● DATA FOR THIS EXERCISE

┌──

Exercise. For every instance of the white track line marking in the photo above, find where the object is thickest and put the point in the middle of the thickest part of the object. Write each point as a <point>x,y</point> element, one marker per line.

└──
┌──

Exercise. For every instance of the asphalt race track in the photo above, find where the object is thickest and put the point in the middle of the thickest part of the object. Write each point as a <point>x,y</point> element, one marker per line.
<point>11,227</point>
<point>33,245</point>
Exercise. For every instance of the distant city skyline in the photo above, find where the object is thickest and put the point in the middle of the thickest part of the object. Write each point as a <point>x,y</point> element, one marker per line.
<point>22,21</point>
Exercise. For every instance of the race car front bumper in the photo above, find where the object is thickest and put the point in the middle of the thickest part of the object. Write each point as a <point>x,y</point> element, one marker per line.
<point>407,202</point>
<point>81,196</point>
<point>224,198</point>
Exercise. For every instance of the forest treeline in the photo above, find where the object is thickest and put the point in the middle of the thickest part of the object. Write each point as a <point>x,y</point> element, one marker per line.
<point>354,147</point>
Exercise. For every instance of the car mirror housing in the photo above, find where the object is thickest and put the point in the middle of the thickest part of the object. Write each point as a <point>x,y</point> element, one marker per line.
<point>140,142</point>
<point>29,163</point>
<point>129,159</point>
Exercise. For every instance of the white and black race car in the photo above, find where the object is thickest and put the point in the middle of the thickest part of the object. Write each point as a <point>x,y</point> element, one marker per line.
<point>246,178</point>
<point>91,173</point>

└──

● WRITTEN PROBLEM
Copy the listing from the line with "Exercise. For every instance of the forest" to the line with "<point>91,173</point>", substituting "widest" for every "thickest" and keeping everything else unchanged.

● FINAL RESULT
Exercise. For every instance of the forest treeline in the photo above, find where the object is widest and put the point in the middle of the widest part of the object. Write each point as a <point>x,y</point> element, one marker per line.
<point>354,147</point>
Exercise. For every instance of the car mirror housing in the photo above, find where the object is widest and put the point in the middle of the widest part of the object. Write each point as a <point>x,y</point> element, one marker per line.
<point>140,142</point>
<point>29,163</point>
<point>129,159</point>
Exercise. For every instance of the white and black race car in the photo above, find where the object is widest and put the point in the middle of the widest part of the object. Write each point as a <point>x,y</point> element, one marker per line.
<point>246,178</point>
<point>91,173</point>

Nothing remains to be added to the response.